=== Records supplied ===

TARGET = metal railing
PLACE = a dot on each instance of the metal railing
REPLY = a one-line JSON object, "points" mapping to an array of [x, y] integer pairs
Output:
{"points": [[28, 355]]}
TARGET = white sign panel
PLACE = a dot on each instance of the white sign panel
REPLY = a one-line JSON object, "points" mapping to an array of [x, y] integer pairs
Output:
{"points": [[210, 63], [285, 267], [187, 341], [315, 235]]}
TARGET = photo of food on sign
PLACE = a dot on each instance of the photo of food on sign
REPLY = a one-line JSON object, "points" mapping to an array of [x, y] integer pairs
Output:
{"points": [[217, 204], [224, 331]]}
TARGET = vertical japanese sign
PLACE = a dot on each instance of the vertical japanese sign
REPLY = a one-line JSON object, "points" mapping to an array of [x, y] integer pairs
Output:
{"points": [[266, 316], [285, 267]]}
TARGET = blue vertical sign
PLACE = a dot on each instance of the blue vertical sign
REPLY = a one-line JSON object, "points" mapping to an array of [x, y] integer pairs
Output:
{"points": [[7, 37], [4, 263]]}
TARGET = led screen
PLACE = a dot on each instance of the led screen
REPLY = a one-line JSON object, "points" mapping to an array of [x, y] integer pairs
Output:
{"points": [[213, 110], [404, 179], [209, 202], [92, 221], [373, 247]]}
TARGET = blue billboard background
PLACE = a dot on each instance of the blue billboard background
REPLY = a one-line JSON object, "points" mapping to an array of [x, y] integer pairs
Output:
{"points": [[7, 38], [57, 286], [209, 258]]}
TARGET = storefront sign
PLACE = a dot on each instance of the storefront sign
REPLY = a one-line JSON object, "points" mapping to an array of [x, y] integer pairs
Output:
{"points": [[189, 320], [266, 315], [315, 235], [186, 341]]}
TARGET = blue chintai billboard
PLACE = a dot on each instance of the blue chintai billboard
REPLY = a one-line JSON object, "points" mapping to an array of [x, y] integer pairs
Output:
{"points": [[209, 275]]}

===

Repeat every row above, swapping "instance" for "occurrence" wherever it appears and leaving everything else unchanged.

TARGET = metal railing
PLACE = a dot on each occurrence of the metal railing
REPLY = a one-line JSON object, "points" mapping to an array of [x, y] integer pairs
Output:
{"points": [[28, 355]]}
TARGET = white sign panel
PLACE = a dot on each occurrence of the white sign panel
REPLY = a one-line JSON object, "points" mapping to an array of [x, y] integer pairs
Output:
{"points": [[210, 63], [285, 267], [187, 341], [315, 235]]}
TARGET = photo of food on sign
PLACE = a dot on each occurrence of the photo of food on sign
REPLY = a one-line JSON object, "points" mapping to an array of [x, y] integer pairs
Output:
{"points": [[217, 204], [224, 331]]}
TARGET = vertical japanese sign
PLACE = a dot on each occurrence of the vertical japanese sign
REPLY = a one-line JSON object, "points" mapping to an array of [x, y] integer pairs
Output:
{"points": [[266, 316], [285, 267]]}
TARGET = blue vertical sign
PLACE = a dot on each occurrence of the blue vertical sign
REPLY = a one-line JSON object, "points" mapping to an array of [x, y] integer pairs
Output:
{"points": [[7, 37], [4, 263]]}
TARGET = led screen
PLACE = a dot on each occurrence of the led screen
REPLY = a one-line JSON object, "points" mapping to an array of [x, y] integer pairs
Output:
{"points": [[213, 110], [404, 179], [209, 202], [92, 221], [373, 247]]}
TARGET = blue billboard background
PLACE = a dot on each occurrence of the blue billboard background
REPLY = a one-line JSON object, "points" mapping to an array of [x, y] integer pairs
Output:
{"points": [[7, 38], [57, 286], [209, 258]]}
TARGET = storefront sign
PLACE = a dot on each occurrence of the storefront sign
REPLY = a one-line JSON object, "points" mapping to an array of [x, y] integer pairs
Output:
{"points": [[189, 320], [266, 315], [315, 235], [186, 341]]}
TARGET = blue chintai billboard
PLACE = a dot on each occurrence of the blue chintai billboard
REPLY = a one-line JSON object, "points" mapping to an array of [x, y] integer pairs
Output:
{"points": [[209, 275]]}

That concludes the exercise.